• Task details
Reproduce every row below word for word, but leave out the pictures.

• Given data
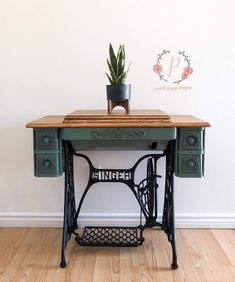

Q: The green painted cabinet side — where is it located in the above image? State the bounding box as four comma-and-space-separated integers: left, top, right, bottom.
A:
175, 127, 205, 178
34, 128, 64, 177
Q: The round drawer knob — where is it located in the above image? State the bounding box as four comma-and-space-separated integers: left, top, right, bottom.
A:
187, 135, 197, 146
43, 159, 51, 167
42, 135, 51, 144
188, 160, 196, 168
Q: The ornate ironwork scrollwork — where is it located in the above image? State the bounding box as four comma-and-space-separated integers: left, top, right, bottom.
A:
91, 128, 146, 139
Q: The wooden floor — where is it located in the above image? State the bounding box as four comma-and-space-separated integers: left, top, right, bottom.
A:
0, 228, 235, 282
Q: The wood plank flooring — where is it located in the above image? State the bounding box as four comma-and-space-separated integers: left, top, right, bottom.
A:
0, 228, 235, 282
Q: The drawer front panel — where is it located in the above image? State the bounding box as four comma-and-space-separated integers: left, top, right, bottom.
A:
176, 154, 203, 177
34, 128, 64, 177
35, 154, 61, 176
179, 129, 203, 150
62, 127, 176, 141
34, 128, 59, 150
175, 127, 205, 178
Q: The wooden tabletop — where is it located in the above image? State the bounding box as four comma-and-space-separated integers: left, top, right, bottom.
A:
26, 110, 210, 128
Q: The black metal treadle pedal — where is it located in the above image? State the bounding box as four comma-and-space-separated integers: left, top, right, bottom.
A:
75, 226, 144, 247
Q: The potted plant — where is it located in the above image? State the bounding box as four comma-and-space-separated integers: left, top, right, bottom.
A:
106, 44, 131, 101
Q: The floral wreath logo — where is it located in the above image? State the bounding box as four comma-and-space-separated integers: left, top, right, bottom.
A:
153, 50, 193, 84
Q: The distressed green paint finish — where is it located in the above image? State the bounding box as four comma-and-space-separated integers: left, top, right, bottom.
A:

• Written reply
Q: The green painted cabinet side — where is it located in the above image? State the bounding box as four comma-and-space-separated integers: left, top, right, bottom.
A:
175, 127, 205, 178
34, 128, 64, 177
Q: The round drawer knob — where is it located in the above image? State the bounding box as four comma-and-space-separated integers: left, top, right, bottom.
A:
187, 135, 197, 146
43, 159, 51, 167
42, 135, 51, 144
188, 160, 196, 168
Q: The ornate ironwork scrollwork — where is it located in the above image? State the bounding box as four comma-and-space-separated integers: left, top, right, bottom.
A:
91, 128, 146, 139
Q: The wooden floor — where is it located in the above image? State the bounding box as four comma-and-space-separated integers: left, top, right, bottom.
A:
0, 228, 235, 282
Q: The wood plank flooring — where is it located in the above image? State the bounding box as four comma-and-space-separated integers: left, top, right, bottom.
A:
0, 228, 235, 282
Q: The drawer front panel — where is it located in the above image? State the bounding box as four comma-and-space-separated integers: left, top, right, bottom.
A:
176, 154, 203, 177
34, 128, 64, 177
35, 154, 61, 176
179, 129, 203, 150
62, 127, 176, 141
34, 128, 59, 150
175, 127, 205, 178
Q: The wooden tabletop — where is it located in the above image? State the bounding box as four comma-and-space-separated integers: left, top, right, bottom.
A:
26, 110, 210, 128
Q: The black metal treadle pedal — where is it located in the above image? State the bounding box as four comma-and-space-separated integers: left, top, right, bottom.
A:
75, 226, 144, 247
Q: The potted plant — where is it located in the above image? State the bounding box as four comma-and-space-separated integers: left, top, right, bottom.
A:
106, 44, 131, 101
Q: The floral wreath logo — where is it located in the above image? State the bounding box as four comma-and-space-separated integers: left, top, right, bottom.
A:
153, 50, 193, 84
Q: The distressed green paint finish — where is it located in the above image? State the bounding box as four comma-and-space-separated integers: left, top, right, bottom.
A:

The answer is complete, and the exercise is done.